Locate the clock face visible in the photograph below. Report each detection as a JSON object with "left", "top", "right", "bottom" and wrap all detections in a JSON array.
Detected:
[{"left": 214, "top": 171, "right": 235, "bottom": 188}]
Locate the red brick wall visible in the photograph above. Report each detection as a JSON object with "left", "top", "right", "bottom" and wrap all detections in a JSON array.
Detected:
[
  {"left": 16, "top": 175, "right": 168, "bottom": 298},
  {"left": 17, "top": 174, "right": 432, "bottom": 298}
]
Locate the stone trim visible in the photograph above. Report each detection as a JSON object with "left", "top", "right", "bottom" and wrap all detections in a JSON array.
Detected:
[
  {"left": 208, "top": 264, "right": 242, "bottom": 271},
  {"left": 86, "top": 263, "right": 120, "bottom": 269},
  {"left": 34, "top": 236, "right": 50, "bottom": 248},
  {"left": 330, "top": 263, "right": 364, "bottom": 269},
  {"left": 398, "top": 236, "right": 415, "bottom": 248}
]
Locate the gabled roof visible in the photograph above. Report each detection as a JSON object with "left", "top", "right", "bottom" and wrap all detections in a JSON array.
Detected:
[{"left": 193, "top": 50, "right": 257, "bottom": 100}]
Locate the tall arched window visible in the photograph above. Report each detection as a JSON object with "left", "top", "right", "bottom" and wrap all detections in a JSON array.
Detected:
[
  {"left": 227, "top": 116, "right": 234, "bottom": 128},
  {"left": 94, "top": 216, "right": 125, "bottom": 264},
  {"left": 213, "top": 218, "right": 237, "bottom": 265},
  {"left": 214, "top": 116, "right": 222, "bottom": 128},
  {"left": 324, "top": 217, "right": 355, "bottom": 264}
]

▬▬▬▬▬▬

Reproduce every one of the lines above verbatim, character for character, with no changes.

◆ EXPECTED ANSWER:
Locate the clock face visible in the photograph below. Report each detection as a JSON object with "left", "top", "right", "bottom" and wrap all detections in a JSON array.
Detected:
[{"left": 214, "top": 171, "right": 235, "bottom": 188}]
Locate the red brick wall visible in the photograph above. Report each detection as a JSON object with "left", "top", "right", "bottom" and wrap all detections in a JSON array.
Detected:
[
  {"left": 16, "top": 175, "right": 168, "bottom": 298},
  {"left": 17, "top": 174, "right": 432, "bottom": 298}
]
Locate the stone trim visible in the photograph above. Report each detection as a JSON object with "left", "top", "right", "bottom" and wrap all detections in a JSON array.
Detected:
[
  {"left": 208, "top": 264, "right": 242, "bottom": 271},
  {"left": 86, "top": 263, "right": 120, "bottom": 269},
  {"left": 34, "top": 236, "right": 50, "bottom": 248},
  {"left": 330, "top": 263, "right": 364, "bottom": 269},
  {"left": 398, "top": 236, "right": 415, "bottom": 248}
]
Locate the gabled roof visible in the photograph above. Report each detection as a JSON object with "left", "top", "right", "bottom" and wrap all detections in a JSON array.
Detected:
[{"left": 193, "top": 50, "right": 257, "bottom": 100}]
Locate the tall arched window visible in the photograph above. Report each detection as a JSON object with "left", "top", "right", "bottom" and wrap all detections in a JSON array.
Detected:
[
  {"left": 227, "top": 116, "right": 234, "bottom": 128},
  {"left": 94, "top": 216, "right": 125, "bottom": 264},
  {"left": 213, "top": 218, "right": 237, "bottom": 265},
  {"left": 214, "top": 116, "right": 222, "bottom": 128},
  {"left": 324, "top": 217, "right": 355, "bottom": 264}
]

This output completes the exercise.